Task goal:
Rewrite the material starting at the line containing "Objective — one marker per instance of the rock" and ending at the line containing "Query: rock", replacing "rock" with "boulder" wherever it occurs and leaving all else unchanged.

Examples of point labeling:

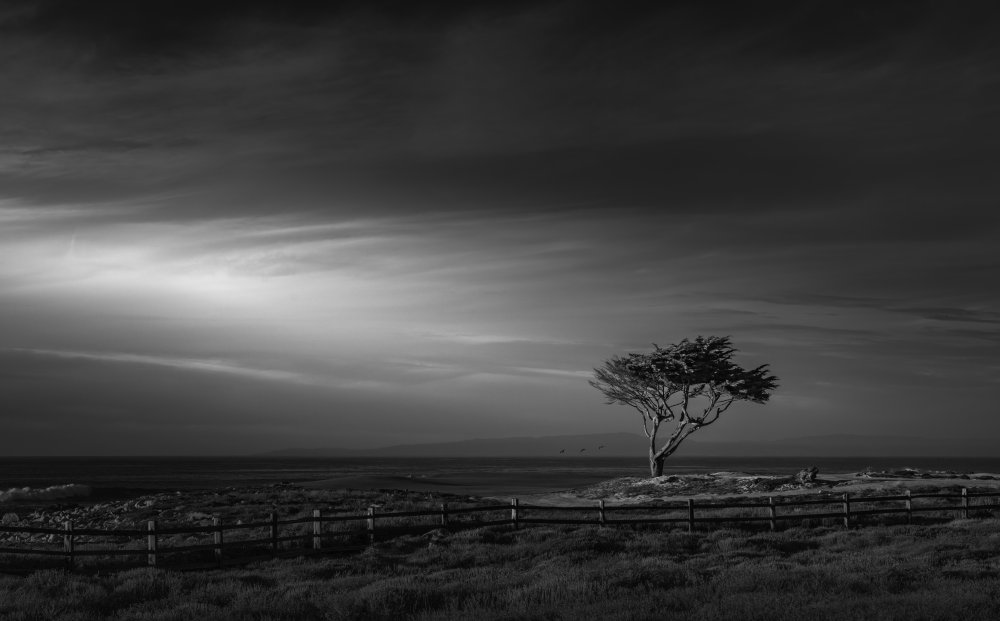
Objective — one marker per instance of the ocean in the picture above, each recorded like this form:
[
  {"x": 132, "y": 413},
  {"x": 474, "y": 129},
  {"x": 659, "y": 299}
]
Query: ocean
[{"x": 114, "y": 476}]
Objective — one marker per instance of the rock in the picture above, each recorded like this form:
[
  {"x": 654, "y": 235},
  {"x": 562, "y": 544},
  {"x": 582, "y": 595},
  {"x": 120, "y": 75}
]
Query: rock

==

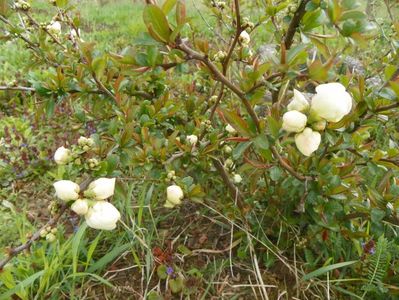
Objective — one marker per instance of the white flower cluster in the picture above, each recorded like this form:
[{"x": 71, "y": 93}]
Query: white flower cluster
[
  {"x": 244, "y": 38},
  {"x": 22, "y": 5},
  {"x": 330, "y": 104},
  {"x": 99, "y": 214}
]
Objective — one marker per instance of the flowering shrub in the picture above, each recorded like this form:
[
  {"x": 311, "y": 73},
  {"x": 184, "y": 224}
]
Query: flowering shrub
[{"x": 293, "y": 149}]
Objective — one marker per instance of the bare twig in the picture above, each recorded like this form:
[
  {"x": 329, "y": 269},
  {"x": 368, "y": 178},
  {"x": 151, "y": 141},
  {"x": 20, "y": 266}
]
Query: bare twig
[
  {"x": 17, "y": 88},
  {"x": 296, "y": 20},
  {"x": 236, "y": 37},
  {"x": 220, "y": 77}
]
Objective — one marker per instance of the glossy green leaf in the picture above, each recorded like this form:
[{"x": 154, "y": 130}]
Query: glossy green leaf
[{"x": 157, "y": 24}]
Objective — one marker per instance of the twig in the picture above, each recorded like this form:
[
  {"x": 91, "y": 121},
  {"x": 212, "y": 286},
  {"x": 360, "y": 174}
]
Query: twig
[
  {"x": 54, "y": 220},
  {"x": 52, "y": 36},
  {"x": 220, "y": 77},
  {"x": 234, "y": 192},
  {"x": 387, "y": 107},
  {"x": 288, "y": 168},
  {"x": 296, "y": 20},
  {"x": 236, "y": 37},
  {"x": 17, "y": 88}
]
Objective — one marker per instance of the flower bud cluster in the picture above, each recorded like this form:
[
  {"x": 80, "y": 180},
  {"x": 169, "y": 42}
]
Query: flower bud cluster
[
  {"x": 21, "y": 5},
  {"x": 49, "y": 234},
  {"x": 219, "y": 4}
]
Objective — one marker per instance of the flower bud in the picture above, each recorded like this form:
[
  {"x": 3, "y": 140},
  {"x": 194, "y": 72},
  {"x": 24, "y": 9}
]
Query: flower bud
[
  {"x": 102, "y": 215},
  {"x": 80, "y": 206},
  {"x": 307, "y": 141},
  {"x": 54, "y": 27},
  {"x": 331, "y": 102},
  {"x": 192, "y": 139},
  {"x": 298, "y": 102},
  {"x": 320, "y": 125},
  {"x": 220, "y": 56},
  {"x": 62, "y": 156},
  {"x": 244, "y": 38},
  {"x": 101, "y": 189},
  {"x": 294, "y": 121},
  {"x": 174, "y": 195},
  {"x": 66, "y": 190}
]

Result:
Objective — one marker per instance of the boulder in the picture above, each recorded like this form:
[
  {"x": 654, "y": 235},
  {"x": 562, "y": 544},
  {"x": 582, "y": 595},
  {"x": 120, "y": 75}
]
Query: boulder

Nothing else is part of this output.